**REQUIRED WORK:** Collect every line in the entries below that contains the string "shorts", matching case exactly.

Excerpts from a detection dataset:

######

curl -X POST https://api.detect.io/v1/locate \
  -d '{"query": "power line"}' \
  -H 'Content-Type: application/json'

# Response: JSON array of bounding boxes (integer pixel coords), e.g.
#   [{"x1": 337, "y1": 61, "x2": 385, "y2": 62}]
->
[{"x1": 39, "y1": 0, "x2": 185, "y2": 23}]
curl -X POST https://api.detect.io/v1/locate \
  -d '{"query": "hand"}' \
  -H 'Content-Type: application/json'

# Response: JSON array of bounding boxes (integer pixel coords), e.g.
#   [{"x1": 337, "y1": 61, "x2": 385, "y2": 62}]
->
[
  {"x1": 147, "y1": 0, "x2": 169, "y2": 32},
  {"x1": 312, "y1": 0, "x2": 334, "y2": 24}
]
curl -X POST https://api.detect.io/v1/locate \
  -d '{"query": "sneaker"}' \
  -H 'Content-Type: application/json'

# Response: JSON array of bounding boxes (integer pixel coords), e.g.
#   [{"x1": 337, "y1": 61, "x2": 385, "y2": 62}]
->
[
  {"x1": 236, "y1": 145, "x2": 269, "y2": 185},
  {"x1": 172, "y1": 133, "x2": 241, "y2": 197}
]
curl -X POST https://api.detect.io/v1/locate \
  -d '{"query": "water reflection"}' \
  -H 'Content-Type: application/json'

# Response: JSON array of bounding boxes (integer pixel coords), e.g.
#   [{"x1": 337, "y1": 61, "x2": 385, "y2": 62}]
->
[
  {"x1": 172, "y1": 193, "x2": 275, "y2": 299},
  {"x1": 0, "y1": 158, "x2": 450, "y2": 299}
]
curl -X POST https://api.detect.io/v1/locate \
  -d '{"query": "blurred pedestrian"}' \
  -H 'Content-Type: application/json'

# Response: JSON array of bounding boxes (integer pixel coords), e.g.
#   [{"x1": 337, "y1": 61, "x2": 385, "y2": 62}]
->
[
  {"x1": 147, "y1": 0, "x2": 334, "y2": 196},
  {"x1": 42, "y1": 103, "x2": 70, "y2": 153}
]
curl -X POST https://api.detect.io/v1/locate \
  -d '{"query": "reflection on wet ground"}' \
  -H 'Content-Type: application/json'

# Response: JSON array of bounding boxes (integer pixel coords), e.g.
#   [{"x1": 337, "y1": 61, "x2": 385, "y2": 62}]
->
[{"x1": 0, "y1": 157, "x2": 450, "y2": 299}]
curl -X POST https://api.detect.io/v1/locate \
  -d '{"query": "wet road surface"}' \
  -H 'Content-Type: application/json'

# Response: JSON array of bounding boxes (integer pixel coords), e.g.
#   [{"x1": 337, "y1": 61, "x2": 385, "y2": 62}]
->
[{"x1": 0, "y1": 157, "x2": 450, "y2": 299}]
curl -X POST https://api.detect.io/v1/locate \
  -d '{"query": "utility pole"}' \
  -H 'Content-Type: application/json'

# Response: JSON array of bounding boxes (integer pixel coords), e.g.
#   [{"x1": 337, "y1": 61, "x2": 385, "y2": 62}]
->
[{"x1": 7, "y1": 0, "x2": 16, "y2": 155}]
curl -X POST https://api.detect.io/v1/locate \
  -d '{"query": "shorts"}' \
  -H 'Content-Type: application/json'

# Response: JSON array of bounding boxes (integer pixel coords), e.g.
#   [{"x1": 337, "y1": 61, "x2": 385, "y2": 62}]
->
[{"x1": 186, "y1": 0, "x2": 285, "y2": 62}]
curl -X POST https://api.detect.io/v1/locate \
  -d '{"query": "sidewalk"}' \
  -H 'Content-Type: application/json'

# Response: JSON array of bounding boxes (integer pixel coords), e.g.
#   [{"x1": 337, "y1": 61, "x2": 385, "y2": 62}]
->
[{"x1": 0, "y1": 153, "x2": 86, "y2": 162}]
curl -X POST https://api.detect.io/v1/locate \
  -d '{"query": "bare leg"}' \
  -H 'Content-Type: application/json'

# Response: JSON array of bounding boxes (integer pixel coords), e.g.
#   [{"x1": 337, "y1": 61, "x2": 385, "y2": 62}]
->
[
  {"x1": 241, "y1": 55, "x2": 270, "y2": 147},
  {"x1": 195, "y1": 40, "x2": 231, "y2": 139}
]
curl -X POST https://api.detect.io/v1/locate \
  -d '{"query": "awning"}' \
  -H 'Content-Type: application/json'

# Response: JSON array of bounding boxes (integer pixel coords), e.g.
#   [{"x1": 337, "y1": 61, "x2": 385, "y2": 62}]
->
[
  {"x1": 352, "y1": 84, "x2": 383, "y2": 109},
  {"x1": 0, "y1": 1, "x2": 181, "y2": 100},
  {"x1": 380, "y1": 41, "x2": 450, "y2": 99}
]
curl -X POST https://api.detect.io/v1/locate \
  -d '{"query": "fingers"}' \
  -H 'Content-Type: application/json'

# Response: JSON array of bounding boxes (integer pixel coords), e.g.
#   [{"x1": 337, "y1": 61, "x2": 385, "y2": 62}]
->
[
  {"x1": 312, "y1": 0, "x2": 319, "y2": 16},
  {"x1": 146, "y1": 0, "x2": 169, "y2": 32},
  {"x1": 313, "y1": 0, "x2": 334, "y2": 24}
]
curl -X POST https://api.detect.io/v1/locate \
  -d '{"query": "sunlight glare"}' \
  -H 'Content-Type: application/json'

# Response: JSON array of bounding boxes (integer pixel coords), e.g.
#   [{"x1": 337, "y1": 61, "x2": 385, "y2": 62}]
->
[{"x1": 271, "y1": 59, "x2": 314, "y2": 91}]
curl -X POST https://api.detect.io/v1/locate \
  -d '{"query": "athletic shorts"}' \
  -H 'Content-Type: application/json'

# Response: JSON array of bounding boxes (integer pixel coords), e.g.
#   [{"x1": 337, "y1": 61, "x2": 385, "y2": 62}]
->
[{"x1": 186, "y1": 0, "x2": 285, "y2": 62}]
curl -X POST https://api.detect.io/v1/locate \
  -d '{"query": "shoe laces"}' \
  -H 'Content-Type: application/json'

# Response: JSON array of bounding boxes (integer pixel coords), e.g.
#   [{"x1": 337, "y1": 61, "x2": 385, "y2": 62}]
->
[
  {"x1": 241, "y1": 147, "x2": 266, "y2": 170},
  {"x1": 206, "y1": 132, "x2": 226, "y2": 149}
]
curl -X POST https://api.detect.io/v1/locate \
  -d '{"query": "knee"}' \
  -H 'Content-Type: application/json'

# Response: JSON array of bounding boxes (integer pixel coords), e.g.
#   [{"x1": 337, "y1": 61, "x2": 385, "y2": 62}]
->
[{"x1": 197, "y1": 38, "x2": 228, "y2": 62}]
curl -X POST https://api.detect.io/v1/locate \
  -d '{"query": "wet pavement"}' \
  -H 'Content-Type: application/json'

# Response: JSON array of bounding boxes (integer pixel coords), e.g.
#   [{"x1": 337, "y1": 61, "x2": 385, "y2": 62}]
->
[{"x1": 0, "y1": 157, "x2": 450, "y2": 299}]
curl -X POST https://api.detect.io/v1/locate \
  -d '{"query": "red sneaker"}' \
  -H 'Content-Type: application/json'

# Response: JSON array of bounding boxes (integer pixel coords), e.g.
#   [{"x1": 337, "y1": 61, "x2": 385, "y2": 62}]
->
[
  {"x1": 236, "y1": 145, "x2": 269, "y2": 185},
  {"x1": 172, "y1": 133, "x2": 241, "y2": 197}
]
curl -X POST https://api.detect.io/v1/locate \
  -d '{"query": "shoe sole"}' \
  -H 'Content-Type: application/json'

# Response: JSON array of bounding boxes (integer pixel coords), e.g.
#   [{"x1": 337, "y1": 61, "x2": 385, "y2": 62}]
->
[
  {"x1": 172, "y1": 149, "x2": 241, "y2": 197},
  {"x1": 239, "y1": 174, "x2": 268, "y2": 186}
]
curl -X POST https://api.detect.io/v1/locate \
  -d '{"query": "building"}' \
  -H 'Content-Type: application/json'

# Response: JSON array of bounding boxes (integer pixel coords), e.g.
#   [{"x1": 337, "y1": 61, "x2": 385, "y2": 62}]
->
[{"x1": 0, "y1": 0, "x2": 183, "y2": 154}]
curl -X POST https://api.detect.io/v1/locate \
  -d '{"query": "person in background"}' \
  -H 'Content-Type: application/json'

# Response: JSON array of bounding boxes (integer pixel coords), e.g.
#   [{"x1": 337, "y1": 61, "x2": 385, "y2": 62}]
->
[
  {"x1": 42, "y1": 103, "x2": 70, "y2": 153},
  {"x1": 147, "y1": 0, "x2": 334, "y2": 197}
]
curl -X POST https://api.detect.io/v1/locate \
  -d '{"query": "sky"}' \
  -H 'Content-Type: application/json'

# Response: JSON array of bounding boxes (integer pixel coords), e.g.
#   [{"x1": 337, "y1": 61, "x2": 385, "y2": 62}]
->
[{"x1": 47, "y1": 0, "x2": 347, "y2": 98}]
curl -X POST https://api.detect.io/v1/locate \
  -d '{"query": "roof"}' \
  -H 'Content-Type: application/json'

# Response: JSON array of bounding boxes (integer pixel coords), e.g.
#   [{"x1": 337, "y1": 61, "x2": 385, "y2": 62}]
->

######

**OUTPUT:**
  -d '{"query": "shorts"}' \
  -d '{"query": "athletic shorts"}' \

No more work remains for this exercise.